Items from a dataset
:::::

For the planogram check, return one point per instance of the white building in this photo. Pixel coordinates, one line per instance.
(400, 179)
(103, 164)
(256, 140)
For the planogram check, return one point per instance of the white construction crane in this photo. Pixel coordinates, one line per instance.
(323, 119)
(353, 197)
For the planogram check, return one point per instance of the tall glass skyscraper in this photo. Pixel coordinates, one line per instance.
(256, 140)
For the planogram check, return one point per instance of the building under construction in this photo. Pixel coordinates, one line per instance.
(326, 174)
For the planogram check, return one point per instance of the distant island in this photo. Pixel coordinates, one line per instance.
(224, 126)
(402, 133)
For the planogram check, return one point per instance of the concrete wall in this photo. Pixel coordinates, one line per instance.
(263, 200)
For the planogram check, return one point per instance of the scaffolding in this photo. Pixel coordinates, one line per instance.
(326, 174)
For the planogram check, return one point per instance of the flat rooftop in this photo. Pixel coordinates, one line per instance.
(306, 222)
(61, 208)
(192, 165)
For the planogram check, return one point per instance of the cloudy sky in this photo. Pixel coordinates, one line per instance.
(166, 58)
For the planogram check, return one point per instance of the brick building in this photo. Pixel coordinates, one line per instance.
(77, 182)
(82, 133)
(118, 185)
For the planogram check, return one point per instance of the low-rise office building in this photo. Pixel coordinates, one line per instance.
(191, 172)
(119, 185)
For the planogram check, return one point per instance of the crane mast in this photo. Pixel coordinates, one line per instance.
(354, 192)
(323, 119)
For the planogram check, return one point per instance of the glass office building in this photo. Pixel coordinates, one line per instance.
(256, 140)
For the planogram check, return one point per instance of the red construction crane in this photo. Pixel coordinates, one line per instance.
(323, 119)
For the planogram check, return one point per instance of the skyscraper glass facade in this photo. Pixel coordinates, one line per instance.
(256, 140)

:::::

_Stated goal_
Can you rewrite the listing, requests included, starting at the line that contains "of the brick" and ending at the last line of the listing? Multiply every pixel coordinate in the answers by 1.7 and round each result to a whole number, with halves rounded up.

_Completed exercise_
For the planogram check, return one point per instance of the brick building in this photo. Pixel coordinates, one line per instance.
(131, 309)
(139, 226)
(201, 315)
For the planogram check, return one point per instance of the low-rise office building in this photo. Pixel coordinates, one line per instance.
(325, 292)
(202, 315)
For the planogram check, return one point per instance of the crane mast in this photo. Pixel coordinates, one line per instance.
(602, 326)
(549, 202)
For the planogram check, return one point per instance of the glass office building in this photo. Pixel coordinates, one line per instance.
(435, 238)
For the planogram check, return one point per instance of the red construction crane in this photo. Pixel coordinates, one line per instance.
(549, 202)
For the planogram check, return one point per instance of the skyscraper glass facade in this photo. Pixel coordinates, one line per instance.
(435, 238)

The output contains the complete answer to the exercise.